### [EXERCISE GOAL]
Can you gather every line of the listing that contains the string "bird" and copy each one out in full? Letter case counts.

╔══

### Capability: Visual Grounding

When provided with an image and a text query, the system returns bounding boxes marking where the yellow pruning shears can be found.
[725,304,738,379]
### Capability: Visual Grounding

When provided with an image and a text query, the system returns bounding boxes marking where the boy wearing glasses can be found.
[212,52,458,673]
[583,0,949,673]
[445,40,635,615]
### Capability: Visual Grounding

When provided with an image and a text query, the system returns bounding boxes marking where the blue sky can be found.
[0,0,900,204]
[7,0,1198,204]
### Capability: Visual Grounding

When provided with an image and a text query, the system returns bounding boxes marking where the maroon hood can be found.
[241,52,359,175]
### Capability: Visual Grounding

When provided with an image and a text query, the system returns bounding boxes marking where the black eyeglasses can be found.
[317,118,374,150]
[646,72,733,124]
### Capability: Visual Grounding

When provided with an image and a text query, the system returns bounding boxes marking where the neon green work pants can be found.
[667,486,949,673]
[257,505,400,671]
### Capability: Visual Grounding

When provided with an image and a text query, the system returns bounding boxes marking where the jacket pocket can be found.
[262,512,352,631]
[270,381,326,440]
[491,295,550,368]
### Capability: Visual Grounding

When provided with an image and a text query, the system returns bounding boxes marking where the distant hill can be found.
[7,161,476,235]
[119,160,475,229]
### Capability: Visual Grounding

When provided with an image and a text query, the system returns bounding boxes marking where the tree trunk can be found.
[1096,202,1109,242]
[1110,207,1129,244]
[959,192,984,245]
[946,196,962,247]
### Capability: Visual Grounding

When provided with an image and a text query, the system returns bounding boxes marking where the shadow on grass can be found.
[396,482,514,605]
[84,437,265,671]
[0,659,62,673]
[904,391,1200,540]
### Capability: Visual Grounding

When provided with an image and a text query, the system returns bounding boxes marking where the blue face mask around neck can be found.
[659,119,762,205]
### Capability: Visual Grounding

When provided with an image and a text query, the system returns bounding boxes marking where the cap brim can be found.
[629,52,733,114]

╚══
╔══

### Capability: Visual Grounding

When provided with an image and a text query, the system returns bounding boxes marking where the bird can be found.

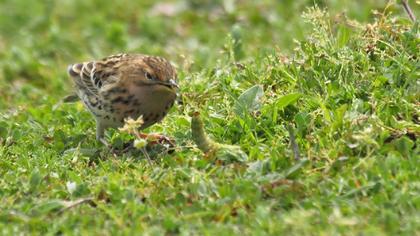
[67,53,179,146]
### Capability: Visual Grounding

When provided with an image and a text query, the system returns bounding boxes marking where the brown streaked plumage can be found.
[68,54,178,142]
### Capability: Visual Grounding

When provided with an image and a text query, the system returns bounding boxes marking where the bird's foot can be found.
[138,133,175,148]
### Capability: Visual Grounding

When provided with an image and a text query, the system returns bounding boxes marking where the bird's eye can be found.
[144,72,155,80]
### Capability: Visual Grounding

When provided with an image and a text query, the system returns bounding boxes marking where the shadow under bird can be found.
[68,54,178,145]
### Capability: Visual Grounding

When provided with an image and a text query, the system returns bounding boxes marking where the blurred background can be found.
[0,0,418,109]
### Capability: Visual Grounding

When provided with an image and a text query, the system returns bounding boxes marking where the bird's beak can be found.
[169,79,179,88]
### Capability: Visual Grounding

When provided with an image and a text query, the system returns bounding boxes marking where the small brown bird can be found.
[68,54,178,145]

╚══

### [TASK OUTPUT]
When provided with an image and a text query, the system returns bounding boxes marking where the bird can be found.
When provided with an image and a text query, the system returns bounding boxes marking where the bird's foot can be found.
When provided with an image and a text query, the system returns bounding boxes marking where the bird's eye can be found.
When provided with an image and a text query, the system returns bounding boxes marking where the shadow under bird can be found.
When provided with an image and a text query, the system returns bounding boxes marking where the bird's beak can be found.
When provided with an image and a text query, the system returns bounding boxes marking where the small brown bird can be found.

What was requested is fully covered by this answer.